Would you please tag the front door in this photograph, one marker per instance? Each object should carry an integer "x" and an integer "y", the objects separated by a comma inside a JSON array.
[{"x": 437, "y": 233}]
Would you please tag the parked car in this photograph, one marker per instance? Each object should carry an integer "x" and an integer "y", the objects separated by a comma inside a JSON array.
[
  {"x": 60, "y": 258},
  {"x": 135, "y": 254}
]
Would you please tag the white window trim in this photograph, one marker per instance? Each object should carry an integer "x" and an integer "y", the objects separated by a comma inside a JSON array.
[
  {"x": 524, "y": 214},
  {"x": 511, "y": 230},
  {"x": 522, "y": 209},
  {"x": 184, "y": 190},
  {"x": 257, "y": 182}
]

+++

Restate every record exactly, leaving nothing out.

Would you please tag the front door in this photograph, one marker per instance? Each object should carry an integer "x" and an integer "y", the objects separated by a comma inside a JSON array.
[{"x": 437, "y": 233}]
Would you please tag the parked car in this photograph, one marker per instance? Each object should carry an integer "x" and an integer "y", the objects separated by a comma inside a JSON array.
[
  {"x": 60, "y": 258},
  {"x": 135, "y": 254}
]
Would you please tag the white window trim in this photograph, one marker per instance? Each object should carry an integer "x" and an integer "y", the objects separated by a comma inside a JSON array.
[
  {"x": 524, "y": 214},
  {"x": 511, "y": 230},
  {"x": 522, "y": 209},
  {"x": 184, "y": 190},
  {"x": 257, "y": 182}
]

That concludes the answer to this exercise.